> 課題一覧:
**A.** CPFEの男性の症例文について、次の(i)〜(iii)の記述が症例文の内容と一致するかを判定してください。それぞれ「はい」か「いいえ」で答え、判定の根拠となる症例文の語句をそのまま引用してください。(i) 肺の手術はVATSによる区域切除として行われた。(ii) 気管内挿管と人工呼吸器管理は入院6日目に始まった。(iii) PCR検査の時点で、SARS-CoV2のウイルス量は多いままだった。
**B.** CPFEの男性の症例文の続きを、最後の文の直後から書き進めてください。

> 提示文:

+ + + + +

喫煙歴のある気腫合併肺線維症(CPFE)の男性。左下葉腫瘤を区域切除し、腺扁平上皮癌( Stage IB)と診断された。術後経過は良好だったが、手術から3週間後に呼吸苦で受診。CTで左肺にスリガラス影、SARS-CoV-2抗原陽性、低酸素血症もありCOVID-19肺炎と診断し再入院。レムデシビル、抗菌薬、ステロイドパルス療法などを行うも、肺病変が進行しDICも合併し、各治療に反応せず入院14日目に死亡した。(※TNMのコードはICD-11ブラウザに収載されていないのでコード不要)
喫煙歴がある肺線維症(CPFE)の男性.左下葉の腫瘤影を指摘され、気管支鏡検査を実施するも確定診断が得られず,肺がんの可能性が否定できないため外科紹介. CPFE合併のため、VATSによる左下葉部分切除(区域切除)施行.経過は良好で退院となった.術後病理診断はpTNM:T2aN0M0 Stage IB (腺扁平上皮癌)であった. しかし約3週間後に呼吸苦を主訴に時間外受診した。CTで左肺にスリガラス影を認、SARS CoV 2抗原が陽性であり、低酸素血症もみられたことからCOVID 19肺炎と診断し入院となった。入院後はレムデシビルを開始したが、入院5日目に左肺に新たな浸潤影・網状影が出現し、セフトリアキソンを開始した。入院6日目には間質性肺炎の増悪がみられ、ステロイドパルス療法を導入するとともに抗菌薬をメロペネムへ変更した。入院8日目に呼吸不全が進行し、気管内挿管・人工呼吸器管理となった。COVID19が遷延している可能性があり,PCR検査も実施したがCt値は30以上でありSARS-CoV2ウイルス量は低下していたため感染は収束していた.生体反応として炎症が持続増悪し多臓器不全となった.呼吸不全はCPFEの急性増悪(間質性肺炎の悪化)が関与していると考えられた.入院10日目に血小板減少が出現し、血小板輸血およびリコモジュリン投与を行ったが、入院13日目には血小板が1万/µL台まで低下し貧血も進行したため、濃厚赤血球を輸血し、DICの改善が得られないためアコアランを追加した。各治療に反応なく全身状態は悪化し、入院14日目に永眠された。

+ + + + +

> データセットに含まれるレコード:

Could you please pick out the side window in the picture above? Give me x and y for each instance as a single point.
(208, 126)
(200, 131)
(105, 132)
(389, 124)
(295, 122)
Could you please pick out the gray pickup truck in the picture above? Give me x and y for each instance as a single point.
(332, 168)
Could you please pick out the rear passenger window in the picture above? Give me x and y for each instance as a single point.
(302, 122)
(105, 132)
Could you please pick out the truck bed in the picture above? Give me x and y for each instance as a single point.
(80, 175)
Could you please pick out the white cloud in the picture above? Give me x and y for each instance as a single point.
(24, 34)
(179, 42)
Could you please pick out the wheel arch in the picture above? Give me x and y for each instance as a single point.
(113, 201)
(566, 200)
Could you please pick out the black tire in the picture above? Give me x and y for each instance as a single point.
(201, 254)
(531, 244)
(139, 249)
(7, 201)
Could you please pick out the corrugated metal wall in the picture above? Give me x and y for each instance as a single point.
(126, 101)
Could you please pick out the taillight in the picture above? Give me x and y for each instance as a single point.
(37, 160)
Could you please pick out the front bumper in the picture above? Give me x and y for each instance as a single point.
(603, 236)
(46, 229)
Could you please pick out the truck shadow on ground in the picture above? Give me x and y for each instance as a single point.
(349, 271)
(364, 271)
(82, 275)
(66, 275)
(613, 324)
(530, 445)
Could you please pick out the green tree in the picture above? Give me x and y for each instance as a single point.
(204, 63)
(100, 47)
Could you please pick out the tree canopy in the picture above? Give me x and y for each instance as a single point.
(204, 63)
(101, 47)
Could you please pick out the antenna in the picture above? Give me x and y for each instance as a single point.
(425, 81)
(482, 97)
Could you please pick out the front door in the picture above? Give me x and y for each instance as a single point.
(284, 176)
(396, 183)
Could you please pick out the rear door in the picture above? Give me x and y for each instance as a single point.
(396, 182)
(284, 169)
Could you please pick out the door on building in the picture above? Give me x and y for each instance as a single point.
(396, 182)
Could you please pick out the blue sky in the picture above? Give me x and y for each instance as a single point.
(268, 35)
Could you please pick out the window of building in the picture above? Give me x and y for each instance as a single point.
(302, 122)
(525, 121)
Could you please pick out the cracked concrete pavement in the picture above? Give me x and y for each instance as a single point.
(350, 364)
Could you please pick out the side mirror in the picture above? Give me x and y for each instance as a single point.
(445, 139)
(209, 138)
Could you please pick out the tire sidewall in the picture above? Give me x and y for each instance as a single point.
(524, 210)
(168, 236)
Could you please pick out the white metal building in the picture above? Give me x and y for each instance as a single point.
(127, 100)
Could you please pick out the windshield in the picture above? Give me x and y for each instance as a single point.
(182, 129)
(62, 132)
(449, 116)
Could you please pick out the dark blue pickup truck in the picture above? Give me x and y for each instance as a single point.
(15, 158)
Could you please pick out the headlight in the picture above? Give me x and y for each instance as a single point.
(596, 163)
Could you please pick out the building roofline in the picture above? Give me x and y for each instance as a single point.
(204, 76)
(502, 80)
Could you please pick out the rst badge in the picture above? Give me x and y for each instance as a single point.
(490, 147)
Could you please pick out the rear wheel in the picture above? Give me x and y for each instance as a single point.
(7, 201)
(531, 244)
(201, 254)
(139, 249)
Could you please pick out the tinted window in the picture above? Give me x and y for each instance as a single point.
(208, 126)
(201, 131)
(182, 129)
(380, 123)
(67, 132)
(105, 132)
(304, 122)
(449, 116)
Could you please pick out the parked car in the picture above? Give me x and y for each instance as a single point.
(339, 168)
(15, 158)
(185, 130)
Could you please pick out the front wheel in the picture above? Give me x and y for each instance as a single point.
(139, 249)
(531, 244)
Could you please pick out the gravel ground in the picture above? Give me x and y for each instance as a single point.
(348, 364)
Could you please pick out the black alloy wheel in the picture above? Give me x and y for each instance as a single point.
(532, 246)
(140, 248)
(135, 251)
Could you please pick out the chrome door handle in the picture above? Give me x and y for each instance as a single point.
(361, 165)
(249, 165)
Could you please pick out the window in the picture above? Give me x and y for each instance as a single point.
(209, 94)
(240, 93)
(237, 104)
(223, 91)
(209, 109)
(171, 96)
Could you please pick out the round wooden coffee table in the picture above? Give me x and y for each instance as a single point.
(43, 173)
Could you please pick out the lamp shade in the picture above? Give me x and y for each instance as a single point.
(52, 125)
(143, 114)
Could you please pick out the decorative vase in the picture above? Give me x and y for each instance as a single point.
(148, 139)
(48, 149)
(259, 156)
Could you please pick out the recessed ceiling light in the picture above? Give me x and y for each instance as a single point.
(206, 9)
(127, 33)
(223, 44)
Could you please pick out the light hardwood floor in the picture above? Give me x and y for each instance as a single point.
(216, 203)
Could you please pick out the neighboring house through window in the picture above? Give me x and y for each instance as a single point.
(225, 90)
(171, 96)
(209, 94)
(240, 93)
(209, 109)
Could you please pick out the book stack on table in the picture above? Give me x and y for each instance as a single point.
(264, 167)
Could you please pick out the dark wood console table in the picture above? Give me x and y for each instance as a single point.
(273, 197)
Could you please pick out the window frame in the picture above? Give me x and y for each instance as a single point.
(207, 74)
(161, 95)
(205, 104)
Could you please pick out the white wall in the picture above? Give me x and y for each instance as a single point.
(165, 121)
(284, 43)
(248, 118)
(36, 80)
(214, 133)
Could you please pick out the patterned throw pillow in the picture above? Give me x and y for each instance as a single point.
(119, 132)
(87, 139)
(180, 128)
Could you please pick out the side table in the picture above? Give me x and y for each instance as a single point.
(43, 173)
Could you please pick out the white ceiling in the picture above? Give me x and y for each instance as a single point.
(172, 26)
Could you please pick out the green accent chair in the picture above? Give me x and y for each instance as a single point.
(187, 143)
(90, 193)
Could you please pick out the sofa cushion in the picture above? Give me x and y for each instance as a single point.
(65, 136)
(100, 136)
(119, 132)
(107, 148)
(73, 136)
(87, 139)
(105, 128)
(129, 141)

+ + + + +

> 解答:
**A.**
(i) はい。「VATSによる左下葉部分切除(区域切除)施行」
(ii) いいえ。「入院8日目に呼吸不全が進行し、気管内挿管・人工呼吸器管理となった」
(iii) いいえ。「Ct値は30以上でありSARS-CoV2ウイルス量は低下していた」

**B.**
CPFE(Combined Pulmonary Fibrosis and Emphysema:気腫合併肺線維症)は、気腫と肺線維症の合併疾患
COPD+IPF
間質性肺炎が進行して肺線維症になる (慢性肝炎から肝硬変のイメージ)
肺の上部に肺気腫(気腫性変化)があり、肺の下部に肺線維症(間質性肺炎)が合併している病態。
この病名は、主にCT画像所見に基づいて診断される症候群。
進展度
がんと診断された時点における病巣の広がりを、
上皮内がん(がんが表層にとどまり、他臓器へ浸潤・転移する可能性のないもの)、
限局(がんが原発臓器に限局しているもの)、
所属リンパ節転移(原発臓器の所属リンパ節への転移を伴うが、隣接臓器への浸潤がないもの)、
隣接臓器浸潤(隣接する臓器に直接浸潤しているが、遠隔転移がないもの)、
遠隔転移(遠隔臓器、遠隔リンパ節などに転移・浸潤があるもの)に分類。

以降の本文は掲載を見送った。